Data in this exercise
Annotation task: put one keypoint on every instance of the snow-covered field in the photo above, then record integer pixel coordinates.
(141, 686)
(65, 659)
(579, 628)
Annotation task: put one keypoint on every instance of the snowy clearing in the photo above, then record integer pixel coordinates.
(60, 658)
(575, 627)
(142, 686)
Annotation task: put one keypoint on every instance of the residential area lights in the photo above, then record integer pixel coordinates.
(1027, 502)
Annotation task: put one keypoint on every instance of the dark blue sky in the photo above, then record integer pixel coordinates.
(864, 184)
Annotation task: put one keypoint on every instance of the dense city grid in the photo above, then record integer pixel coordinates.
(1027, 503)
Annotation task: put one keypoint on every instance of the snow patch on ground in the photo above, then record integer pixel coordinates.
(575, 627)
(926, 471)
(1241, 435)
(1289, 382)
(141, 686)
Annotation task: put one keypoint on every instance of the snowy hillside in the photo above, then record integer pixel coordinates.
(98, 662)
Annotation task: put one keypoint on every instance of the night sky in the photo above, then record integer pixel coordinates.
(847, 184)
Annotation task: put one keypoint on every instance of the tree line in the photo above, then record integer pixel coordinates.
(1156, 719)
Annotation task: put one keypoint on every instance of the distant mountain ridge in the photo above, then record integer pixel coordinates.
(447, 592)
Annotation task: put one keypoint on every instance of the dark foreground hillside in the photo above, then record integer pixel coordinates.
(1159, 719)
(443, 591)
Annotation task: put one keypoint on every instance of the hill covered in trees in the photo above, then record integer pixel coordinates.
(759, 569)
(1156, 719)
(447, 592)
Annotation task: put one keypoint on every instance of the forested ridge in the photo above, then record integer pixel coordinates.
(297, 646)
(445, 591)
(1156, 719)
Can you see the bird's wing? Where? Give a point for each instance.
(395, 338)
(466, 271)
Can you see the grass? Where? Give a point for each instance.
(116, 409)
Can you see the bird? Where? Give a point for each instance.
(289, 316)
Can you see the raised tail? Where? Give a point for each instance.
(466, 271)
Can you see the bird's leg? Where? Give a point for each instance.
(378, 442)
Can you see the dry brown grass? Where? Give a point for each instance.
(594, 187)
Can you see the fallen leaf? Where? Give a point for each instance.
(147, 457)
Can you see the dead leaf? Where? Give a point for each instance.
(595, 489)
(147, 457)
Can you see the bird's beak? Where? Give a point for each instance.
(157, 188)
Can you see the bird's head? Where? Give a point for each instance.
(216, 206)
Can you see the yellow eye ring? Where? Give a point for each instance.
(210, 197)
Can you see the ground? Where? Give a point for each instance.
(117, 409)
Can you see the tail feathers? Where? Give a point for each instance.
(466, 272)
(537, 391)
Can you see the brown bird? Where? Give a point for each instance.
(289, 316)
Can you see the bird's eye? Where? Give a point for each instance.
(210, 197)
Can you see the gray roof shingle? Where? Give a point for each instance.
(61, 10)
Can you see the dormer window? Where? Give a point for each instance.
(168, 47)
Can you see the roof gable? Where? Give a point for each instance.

Directions for this task
For each record above, write it out again exactly.

Answer to the problem
Annotation task: put one keypoint on every instance of the snow-covered field in the photo above, then record integer pixel coordinates.
(141, 686)
(65, 659)
(579, 628)
Annotation task: put one keypoint on every instance of the snowy clearing in the photo above, then record integer pixel coordinates.
(60, 658)
(575, 627)
(142, 686)
Annotation task: put one keypoint on every instance of the residential area lights in the photo above, then record integer pixel coordinates.
(1027, 502)
Annotation task: put one keypoint on every instance of the dark blue sky in the photo above, then record integer pixel coordinates.
(864, 184)
Annotation task: put one keypoint on every instance of the dense city grid in the photo above, then record integer pixel coordinates.
(1027, 503)
Annotation task: put one keypoint on every instance of the snow patch on ground in the photo above, then record integer pixel coordinates.
(575, 627)
(926, 471)
(1241, 435)
(1289, 382)
(141, 686)
Annotation task: put one keypoint on every instance of the snowy hillside in the photo above, then record integer pixel coordinates.
(98, 662)
Annotation task: put one keypoint on every instance of the night sky in the photo above, then record integer pixel coordinates.
(847, 184)
Annotation task: put one keypoint on every instance of the tree line in the photo above, then record integer pixel coordinates.
(1156, 719)
Annotation task: put one keypoint on every instance of the distant mountain ridge in the photo above, then record integer pixel coordinates.
(447, 592)
Annotation task: put one keypoint on every instance of the dark foreground hillside in the photo above, then record integer pixel coordinates.
(1159, 719)
(443, 591)
Annotation task: put one keypoint on every instance of the hill covered in trees in the photo above, then record integer pixel coordinates.
(759, 569)
(1156, 719)
(447, 592)
Annotation task: put one keypoint on every instance of the forested ridge in the photo above, then record integer pixel coordinates.
(297, 646)
(445, 591)
(1156, 719)
Can you see the bird's wing? Where? Give a point for each instance.
(395, 338)
(466, 271)
Can you see the grass? Where? Give a point for each instance.
(116, 409)
Can you see the bird? Where? Give a point for each instance.
(289, 316)
Can you see the raised tail? Where? Give a point for each instance.
(466, 271)
Can you see the bird's leg? Where? Give a point for each instance.
(378, 442)
Can you see the dry brown grass? Where? Give a point for each instance.
(594, 187)
Can you see the fallen leaf? Where? Give a point for each instance.
(147, 457)
Can you see the dead leaf? Where? Give a point for each instance.
(595, 489)
(147, 457)
Can you see the bird's beak? Where? Give a point for each instance.
(157, 188)
Can you see the bird's head? Where? Give a point for each instance.
(216, 206)
Can you see the yellow eye ring? Where? Give a point for each instance.
(210, 197)
Can you see the ground? Where? Give a point for each instance.
(117, 409)
Can you see the tail feathers? Where? Give a point for each instance.
(466, 272)
(537, 391)
Can you see the brown bird? Where? Give a point for each instance.
(289, 316)
Can you see the bird's eye? Where? Give a point for each instance.
(210, 197)
Can you see the gray roof shingle? Where? Give a point for each instance.
(61, 10)
Can you see the dormer window? Where? Give a point for each instance.
(168, 47)
Can you see the roof gable? Where? Give a point for each instance.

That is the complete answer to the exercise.